Supplied text:

= = = =

The Old Supreme Court Chamber is the room on the ground floor of the North Wing of the United States Capitol. From 1800 to 1806, the room was the lower half of the first United States Senate chamber, and from 1810 to 1860, the courtroom for the Supreme Court of the United States.

History and use

Construction on the North Wing began in 1793 with the laying of the cornerstone by President George Washington. Although interior work was unfinished, the Senate relocated from Philadelphia in November 1800. The interior of the chamber, including an upper level public gallery, was finally completed early in 1805, just in time for the start of the Samuel Chase impeachment trial.[1] Its completion allowed the Federal government to move to Washington, D.C.. The North Wing, as the only completed section of the Capitol, originally hosted both houses of the United States Congress, the Library of Congress, and the Supreme Court.[2]

The North Wing upon completion in 1800

In addition to the Chase trial, the chamber was the location of President Thomas Jefferson's inauguration in 1801. However, by 1806, the North Wing was already deteriorating from heavy use and required repairs. The Architect of the Capitol at the time, Benjamin Henry Latrobe, decided that the repairs would provide an opportunity to expand room space in the Capitol by dividing the chamber in half. The upper half would serve as a new chamber for the Senate (that area is now known as the Old Senate Chamber), and the lower half would be used for the Supreme Court.[3]

In 1844, Samuel Morse sent the first Morse coded message—which read "What hath God wrought?"—from this room.[4]

Design and construction

The size and structure of Latrobe's vaulted, semicircular ceiling were virtually unprecedented in the United States.[3] The room is 50 feet deep and 74 feet, eight inches wide. Construction began in November 1806 with the gutting of the former two-story Senate Chamber and rooms above it, and lasted until 1810. The process was not without tragedy, when an assistant to Latrobe, John Lenthall, Clerk of the Works, was killed upon removing a center wooden ceiling support prematurely against Latrobe's advice. The result was that the unfinished masonry ceiling collapsed crushing Lenthall in the process.[3] Lenthall's death was a setback, not only to construction, but to Latrobe's reputation as an architect, which he struggled to rebuild for the rest of his career.

= = = =

Information supplied:
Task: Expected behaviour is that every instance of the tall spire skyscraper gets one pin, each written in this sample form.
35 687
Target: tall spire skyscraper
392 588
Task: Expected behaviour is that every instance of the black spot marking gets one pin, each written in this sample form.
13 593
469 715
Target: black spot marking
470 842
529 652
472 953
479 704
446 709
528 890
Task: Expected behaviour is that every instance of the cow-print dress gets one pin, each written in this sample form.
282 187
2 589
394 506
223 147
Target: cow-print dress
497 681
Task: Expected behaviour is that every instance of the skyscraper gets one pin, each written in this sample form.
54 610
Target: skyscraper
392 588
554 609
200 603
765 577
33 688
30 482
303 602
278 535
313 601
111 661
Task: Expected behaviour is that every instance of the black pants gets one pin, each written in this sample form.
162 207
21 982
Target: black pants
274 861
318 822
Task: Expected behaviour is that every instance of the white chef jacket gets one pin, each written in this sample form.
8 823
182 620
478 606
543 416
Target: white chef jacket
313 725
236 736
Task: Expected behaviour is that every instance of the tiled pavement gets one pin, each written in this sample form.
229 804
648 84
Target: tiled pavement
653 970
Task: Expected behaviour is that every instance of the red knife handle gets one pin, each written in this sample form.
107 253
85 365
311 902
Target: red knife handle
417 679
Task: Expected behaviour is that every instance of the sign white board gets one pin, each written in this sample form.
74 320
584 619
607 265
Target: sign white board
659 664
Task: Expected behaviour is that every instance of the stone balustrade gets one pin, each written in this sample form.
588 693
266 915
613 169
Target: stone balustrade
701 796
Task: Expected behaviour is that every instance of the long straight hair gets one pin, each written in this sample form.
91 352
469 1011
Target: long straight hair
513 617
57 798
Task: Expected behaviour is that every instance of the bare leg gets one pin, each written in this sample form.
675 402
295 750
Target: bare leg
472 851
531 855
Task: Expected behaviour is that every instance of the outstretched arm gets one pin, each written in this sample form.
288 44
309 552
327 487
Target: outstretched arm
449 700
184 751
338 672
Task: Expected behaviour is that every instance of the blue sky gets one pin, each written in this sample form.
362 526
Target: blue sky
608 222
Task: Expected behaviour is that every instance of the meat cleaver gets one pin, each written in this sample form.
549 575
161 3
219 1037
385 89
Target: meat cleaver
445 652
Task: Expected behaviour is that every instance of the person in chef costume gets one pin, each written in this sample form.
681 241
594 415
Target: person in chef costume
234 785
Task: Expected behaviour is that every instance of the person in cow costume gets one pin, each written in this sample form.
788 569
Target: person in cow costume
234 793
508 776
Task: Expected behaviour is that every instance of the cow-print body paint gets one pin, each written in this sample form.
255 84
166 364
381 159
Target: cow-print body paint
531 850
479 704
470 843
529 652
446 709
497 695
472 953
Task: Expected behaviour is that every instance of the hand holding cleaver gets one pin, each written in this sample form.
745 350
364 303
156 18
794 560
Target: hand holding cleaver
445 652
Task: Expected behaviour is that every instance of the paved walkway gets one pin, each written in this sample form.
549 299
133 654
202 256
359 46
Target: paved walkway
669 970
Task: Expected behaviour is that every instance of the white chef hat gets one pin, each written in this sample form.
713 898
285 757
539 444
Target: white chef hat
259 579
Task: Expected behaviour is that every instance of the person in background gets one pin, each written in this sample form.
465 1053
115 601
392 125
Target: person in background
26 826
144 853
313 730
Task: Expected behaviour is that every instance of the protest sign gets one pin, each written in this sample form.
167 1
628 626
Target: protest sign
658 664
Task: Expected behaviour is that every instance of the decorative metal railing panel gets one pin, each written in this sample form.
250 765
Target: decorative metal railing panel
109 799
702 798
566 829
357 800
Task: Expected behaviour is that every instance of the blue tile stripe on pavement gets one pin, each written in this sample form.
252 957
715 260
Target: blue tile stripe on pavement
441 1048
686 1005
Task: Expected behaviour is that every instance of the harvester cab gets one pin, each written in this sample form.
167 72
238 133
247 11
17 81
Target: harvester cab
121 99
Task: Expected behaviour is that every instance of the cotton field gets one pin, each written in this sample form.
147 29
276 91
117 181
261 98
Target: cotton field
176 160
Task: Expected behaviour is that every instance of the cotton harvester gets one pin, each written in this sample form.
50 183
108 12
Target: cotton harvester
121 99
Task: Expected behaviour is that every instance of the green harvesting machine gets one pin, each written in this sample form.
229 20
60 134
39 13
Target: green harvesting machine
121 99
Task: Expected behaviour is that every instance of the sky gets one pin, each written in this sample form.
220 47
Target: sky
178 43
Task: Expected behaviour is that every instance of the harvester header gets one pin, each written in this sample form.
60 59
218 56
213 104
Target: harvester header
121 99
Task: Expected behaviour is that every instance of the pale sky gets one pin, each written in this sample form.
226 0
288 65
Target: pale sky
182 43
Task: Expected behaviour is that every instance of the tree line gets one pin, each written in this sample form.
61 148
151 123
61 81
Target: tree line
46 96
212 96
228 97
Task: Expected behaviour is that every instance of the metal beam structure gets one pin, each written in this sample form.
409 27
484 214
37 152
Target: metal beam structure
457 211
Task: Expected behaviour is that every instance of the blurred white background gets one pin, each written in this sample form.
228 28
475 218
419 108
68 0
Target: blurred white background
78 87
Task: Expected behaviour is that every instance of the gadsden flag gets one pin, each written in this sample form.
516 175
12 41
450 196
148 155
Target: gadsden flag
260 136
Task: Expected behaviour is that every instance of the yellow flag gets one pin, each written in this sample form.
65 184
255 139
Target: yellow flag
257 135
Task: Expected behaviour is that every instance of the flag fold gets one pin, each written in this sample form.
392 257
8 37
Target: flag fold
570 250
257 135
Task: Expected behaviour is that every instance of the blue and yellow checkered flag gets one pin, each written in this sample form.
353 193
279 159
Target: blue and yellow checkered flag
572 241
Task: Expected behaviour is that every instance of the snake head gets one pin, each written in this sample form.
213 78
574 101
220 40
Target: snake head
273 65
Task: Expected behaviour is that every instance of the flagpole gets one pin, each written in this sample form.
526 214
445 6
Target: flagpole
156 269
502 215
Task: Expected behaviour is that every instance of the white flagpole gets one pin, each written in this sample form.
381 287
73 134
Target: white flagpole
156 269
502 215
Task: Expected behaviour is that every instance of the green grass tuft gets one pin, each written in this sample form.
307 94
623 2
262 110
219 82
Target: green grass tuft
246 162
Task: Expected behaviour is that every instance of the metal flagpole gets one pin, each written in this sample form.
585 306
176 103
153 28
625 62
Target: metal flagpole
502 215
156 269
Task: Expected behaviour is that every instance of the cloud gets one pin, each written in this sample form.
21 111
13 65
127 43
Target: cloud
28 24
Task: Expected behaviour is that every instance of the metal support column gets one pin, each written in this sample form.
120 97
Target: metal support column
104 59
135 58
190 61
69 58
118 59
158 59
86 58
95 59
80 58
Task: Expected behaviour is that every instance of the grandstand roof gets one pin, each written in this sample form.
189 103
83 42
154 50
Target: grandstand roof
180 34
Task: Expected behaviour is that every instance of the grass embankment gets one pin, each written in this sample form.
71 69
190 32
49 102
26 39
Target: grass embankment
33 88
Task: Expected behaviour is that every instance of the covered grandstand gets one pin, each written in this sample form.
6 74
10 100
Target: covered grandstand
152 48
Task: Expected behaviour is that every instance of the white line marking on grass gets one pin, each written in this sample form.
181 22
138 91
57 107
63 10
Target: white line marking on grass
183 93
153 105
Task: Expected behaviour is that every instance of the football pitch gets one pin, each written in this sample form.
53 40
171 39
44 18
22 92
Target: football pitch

= = = =

Problem set:
1/ Do these statements agree with the passage on the Old Supreme Court Chamber? Answer yes or no for each and quote the words from the passage that decide it.
(a) The Supreme Court held court in the room from 1810 to 1860.
(b) The chamber's interior was finished before the Senate moved from Philadelphia.
(c) John Lenthall removed the center wooden ceiling support on Latrobe's advice.
2/ Continue the passage on the Old Supreme Court Chamber from the point where it stops.

Solved tasks:
1/
(a) Yes: "from 1810 to 1860, the courtroom for the Supreme Court of the United States."
(b) No: "Although interior work was unfinished, the Senate relocated from Philadelphia in November 1800."
(c) No: "removing a center wooden ceiling support prematurely against Latrobe's advice."

2/
Fire of 1814 and reconstruction

File:CJMarshall.jpg
Chief Justice John Marshall

The Supreme Court barely had the opportunity to hear cases in the chamber, before the justices were forced to leave Washington by the threat of British invasion during the War of 1812. On August 24, 1814, the British successfully took the city, and set fire to many of the recently completed buildings of the fledgling capital, including the North and South wings of the Capitol building. Despite the disaster which left much of the North Wing gutted, the chamber with its vaulted ceiling survived. With safety in mind, however, Latrobe ordered the ceiling broken down and rebuilt for the final time in 1815. Latrobe resigned two years later, and it was under his successor, Charles Bulfinch, that the chamber was completed in 1819, in time for the next session of the Supreme Court.[3]

The Supreme Court resided in the chamber for the next forty-one years, until 1860. In that time period, the court heard arguments on such landmark cases as McCulloch v. Maryland, Gibbons v. Ogden, Dred Scott v. Sandford, and United States v. The Amistad. Two Chief Justices—John Marshall and Roger Taney—presided over the Supreme Court in the chamber.[3]

The Law Library of Congress occupied the chamber 1860–1941

Post-Supreme Court and restoration

Upon the departure of the Supreme Court to the Old Senate Chamber upstairs in 1860, the chamber was put to use as the Law Library of Congress until 1941. After the Supreme Court vacated the Capitol building itself for their present-day quarters in the Supreme Court building, the room was used as a reference library, and later as a committee room for the Joint Committee on Atomic Energy from 1955 to 1960. From 1960 to 1972, the chamber was given the rather mundane purpose of being a storage room, until Congress voted to restore the chamber to its antebellum appearance.

An 1854 diagram of the chamber was used to establish the layout and positioning of furniture in the chamber, and a portrait of John Marshall provided clues towards a mahogany railing and the carpet pattern. Still existing furnishings in the possession of the United States Capitol were sent to the chamber, as well as donated items such as Roger Taney's chair. By 1975, the chamber was opened to the public and has served as a museum ever since.[3]

Artwork in the Old Supreme Court Chamber

View of Room from Justices' desks.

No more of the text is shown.